### Exercise:
Rewrite everything from the line containing "Annotate the white" down to the line containing "<point>191,101</point>", putting "dot" wherever "marker" appears and changing nothing else.

### Listed entries:

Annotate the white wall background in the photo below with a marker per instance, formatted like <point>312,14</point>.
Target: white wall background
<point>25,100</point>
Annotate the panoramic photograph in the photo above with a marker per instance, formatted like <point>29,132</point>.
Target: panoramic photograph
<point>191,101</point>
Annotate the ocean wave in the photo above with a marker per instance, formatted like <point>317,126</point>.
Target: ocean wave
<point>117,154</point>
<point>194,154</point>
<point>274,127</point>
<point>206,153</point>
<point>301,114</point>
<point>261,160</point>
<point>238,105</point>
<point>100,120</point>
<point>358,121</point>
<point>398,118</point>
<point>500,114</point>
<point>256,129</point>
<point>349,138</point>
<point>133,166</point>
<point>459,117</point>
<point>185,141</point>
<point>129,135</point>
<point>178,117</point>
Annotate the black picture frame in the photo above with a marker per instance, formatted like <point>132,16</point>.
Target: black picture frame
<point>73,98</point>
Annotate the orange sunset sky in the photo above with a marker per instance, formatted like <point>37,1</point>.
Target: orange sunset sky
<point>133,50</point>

* * *

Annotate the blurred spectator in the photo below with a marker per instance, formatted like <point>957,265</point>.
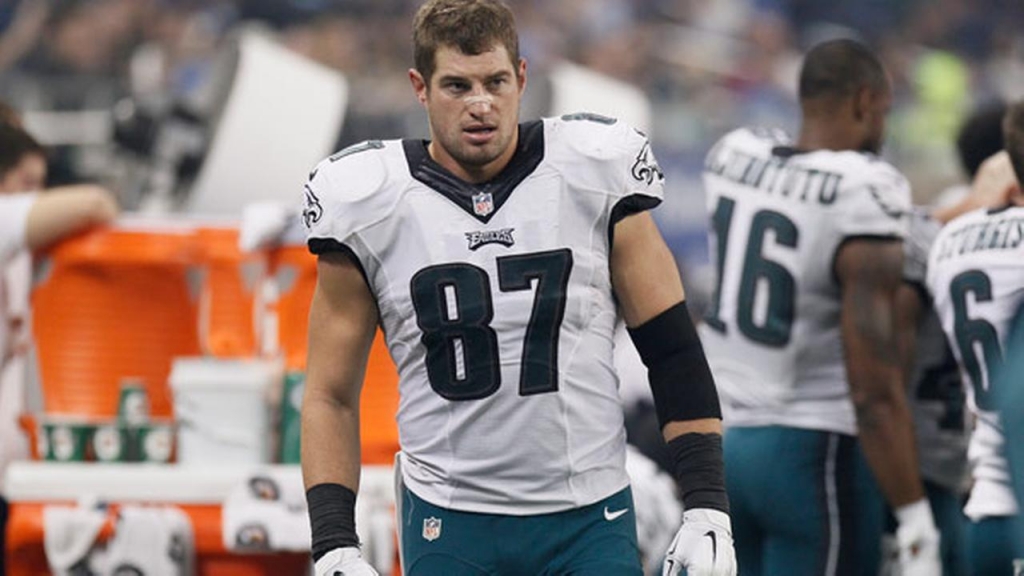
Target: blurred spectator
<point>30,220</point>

### Response to the task:
Annotate the white wall background in the photo below with a dot per instance, formatted like <point>312,14</point>.
Target: white wall background
<point>25,100</point>
Annotate the panoramic photograph in the photo above with a dot per instance, formatted like <point>29,132</point>.
Target: panoramic photograph
<point>191,101</point>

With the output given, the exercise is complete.